• [DIRECTIONS]
1. Using the xAI article, rewrite the passage that begins at the words "The startup, xAI, formally" and stops after "Microsoft and Tesla.", replacing "startup" with "venture".
2. Answer these questions from the xAI article.
(a) On what day did xAI formally launch?
(b) Which company will xAI be independent from?
(c) What product did OpenAI release last year?

• [SOURCE DOCUMENT]
###
Elon Musk is finally starting to talk about the artificial intelligence company he founded to compete with ChatGPT-maker OpenAI.
The startup, xAI, formally launched on Wednesday and its goal “is to understand the true nature of the universe.” It hasn't said much more than that.
Led by Musk, the billionaire CEO of Tesla and SpaceX who also owns Twitter, the new startup centered in the San Francisco Bay Area has hired a group of top AI researchers who formerly worked at OpenAI, Google, Microsoft and Tesla.
It will be independent from Twitter's new parent company, X Corp., but will work closely with that company, as well as Tesla, “to make progress towards our mission,” according to a statement.
Musk was a co-founder and early funder of OpenAI who parted ways with the San Francisco-based research lab several years ago. He’s grown increasingly critical of OpenAI as it's gained global prominence and commercial success with last year’s release of ChatGPT and solidified its financial ties to Microsoft.
###
• [INFORMATION PROVIDED]
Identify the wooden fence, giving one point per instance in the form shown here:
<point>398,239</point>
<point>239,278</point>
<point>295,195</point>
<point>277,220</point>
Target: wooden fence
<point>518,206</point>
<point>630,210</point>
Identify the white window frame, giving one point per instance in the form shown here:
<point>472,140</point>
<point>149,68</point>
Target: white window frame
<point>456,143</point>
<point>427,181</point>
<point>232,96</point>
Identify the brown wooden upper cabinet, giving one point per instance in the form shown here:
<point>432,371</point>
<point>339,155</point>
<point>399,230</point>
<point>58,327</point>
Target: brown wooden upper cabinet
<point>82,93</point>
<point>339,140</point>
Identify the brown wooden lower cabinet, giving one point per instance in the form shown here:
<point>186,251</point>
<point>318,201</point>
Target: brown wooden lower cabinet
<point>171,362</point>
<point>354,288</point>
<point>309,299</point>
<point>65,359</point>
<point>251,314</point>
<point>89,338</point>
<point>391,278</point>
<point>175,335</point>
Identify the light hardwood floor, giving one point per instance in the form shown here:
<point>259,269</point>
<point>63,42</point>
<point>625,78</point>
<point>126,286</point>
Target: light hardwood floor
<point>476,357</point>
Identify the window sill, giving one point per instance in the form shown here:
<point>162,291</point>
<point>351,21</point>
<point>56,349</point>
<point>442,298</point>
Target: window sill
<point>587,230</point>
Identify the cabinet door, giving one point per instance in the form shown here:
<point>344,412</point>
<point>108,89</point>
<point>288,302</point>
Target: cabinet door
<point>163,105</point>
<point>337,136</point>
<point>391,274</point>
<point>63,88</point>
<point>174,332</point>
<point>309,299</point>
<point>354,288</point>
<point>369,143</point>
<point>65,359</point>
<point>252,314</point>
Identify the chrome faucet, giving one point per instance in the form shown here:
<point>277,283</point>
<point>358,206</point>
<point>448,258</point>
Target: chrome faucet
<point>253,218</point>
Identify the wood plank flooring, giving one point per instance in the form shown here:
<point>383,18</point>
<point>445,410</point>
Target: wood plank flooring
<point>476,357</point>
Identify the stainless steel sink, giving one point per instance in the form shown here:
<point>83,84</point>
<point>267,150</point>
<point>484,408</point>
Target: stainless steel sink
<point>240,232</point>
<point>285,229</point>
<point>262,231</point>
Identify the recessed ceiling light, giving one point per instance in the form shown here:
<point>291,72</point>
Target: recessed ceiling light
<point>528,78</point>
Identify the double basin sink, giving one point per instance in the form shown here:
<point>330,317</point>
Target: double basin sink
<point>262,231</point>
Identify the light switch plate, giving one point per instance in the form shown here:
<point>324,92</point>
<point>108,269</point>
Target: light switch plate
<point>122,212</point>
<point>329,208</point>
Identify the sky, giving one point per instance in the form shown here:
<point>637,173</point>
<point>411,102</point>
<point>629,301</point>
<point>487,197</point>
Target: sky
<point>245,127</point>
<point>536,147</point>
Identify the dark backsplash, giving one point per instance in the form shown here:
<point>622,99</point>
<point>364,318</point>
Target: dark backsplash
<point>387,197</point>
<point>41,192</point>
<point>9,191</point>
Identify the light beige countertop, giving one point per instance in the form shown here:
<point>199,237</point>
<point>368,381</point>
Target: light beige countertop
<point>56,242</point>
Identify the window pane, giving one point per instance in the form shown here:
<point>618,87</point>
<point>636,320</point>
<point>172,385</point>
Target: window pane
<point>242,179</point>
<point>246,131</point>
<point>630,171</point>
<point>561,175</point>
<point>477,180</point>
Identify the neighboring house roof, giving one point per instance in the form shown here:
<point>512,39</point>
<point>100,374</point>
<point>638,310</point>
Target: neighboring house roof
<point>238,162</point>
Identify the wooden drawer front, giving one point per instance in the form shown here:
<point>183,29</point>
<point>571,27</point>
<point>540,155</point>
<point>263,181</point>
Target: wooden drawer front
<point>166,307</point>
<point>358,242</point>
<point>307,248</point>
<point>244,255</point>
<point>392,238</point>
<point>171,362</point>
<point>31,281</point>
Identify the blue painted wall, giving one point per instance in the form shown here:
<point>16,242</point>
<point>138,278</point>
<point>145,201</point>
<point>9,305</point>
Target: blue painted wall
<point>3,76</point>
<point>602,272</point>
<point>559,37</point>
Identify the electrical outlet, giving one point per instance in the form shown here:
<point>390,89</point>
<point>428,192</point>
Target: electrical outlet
###
• [REPLIES]
1.
The venture, xAI, formally launched on Wednesday and its goal “is to understand the true nature of the universe.” It hasn't said much more than that.
Led by Musk, the billionaire CEO of Tesla and SpaceX who also owns Twitter, the new venture centered in the San Francisco Bay Area has hired a group of top AI researchers who formerly worked at OpenAI, Google, Microsoft and Tesla.

2.
(a) Wednesday
(b) X Corp., Twitter's new parent company
(c) ChatGPT